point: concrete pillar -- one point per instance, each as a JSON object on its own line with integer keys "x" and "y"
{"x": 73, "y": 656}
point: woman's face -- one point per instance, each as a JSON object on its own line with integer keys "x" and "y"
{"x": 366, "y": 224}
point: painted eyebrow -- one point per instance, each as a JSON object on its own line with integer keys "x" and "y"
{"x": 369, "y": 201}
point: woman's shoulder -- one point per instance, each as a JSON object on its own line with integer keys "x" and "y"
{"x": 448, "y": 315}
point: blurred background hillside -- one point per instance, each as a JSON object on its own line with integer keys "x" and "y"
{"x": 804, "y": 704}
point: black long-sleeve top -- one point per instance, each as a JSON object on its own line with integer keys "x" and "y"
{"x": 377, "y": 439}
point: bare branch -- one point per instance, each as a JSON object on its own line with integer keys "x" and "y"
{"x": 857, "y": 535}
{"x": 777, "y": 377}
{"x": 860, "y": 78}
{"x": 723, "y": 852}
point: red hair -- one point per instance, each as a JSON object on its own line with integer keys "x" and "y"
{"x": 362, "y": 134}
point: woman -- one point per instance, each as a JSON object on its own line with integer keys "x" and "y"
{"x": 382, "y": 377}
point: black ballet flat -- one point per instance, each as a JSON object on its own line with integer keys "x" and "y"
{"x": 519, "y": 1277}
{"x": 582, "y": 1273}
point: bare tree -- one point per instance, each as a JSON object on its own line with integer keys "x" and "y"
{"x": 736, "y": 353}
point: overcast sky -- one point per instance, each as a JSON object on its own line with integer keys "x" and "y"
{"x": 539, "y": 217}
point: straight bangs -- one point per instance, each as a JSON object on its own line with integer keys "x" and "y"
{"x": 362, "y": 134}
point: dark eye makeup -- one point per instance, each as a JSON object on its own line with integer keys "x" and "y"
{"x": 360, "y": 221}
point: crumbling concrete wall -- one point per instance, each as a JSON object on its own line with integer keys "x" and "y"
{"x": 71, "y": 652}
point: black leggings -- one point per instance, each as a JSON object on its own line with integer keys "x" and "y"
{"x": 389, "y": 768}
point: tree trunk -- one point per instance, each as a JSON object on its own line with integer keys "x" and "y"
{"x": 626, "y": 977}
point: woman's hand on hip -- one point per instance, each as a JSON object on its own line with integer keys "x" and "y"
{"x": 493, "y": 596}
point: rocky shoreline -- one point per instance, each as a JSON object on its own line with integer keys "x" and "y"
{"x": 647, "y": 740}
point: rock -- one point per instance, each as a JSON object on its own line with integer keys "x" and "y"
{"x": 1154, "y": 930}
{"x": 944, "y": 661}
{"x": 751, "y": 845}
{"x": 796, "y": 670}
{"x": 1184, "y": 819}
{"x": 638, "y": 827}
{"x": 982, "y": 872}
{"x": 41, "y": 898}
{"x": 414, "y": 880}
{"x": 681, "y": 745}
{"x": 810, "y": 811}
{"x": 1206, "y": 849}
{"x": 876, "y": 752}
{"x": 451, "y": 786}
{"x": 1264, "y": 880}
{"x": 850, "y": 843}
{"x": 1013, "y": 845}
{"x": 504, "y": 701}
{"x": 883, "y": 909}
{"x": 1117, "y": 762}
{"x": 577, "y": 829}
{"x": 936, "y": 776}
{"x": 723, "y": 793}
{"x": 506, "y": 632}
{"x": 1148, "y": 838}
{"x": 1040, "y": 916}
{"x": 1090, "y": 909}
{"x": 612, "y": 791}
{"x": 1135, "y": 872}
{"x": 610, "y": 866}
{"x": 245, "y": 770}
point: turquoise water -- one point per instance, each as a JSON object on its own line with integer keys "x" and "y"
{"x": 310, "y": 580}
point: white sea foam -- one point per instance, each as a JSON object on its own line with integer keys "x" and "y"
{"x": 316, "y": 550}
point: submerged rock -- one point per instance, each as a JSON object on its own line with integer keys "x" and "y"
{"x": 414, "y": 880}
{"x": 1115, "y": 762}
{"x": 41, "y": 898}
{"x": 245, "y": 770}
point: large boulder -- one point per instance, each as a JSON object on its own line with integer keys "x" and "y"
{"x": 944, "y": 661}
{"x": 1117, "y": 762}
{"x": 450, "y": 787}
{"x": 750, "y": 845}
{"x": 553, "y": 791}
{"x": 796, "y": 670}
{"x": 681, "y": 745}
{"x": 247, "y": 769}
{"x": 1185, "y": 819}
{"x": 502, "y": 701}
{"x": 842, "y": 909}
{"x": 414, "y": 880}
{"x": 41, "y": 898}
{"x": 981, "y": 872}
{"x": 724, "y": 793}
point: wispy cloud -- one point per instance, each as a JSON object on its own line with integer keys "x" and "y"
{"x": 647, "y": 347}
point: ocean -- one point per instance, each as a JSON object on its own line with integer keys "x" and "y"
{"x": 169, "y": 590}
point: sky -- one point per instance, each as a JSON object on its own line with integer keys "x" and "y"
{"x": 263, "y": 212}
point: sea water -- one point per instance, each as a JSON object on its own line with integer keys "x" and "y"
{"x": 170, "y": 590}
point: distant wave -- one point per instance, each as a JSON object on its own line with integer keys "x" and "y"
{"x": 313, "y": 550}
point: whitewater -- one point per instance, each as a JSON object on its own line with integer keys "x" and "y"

════════

=== Work instructions ===
Revise the rows from the line containing "point: distant wave" through the last row, putting "breaking surf" in place of "whitewater" and leaving everything else unchanged. Output only those lines.

=== Reply ===
point: distant wave -- one point per instance, each as a JSON object on its own line with integer keys "x" and "y"
{"x": 313, "y": 550}
point: breaking surf -- one point per instance, each as a JSON object on its own line with integer keys "x" and "y"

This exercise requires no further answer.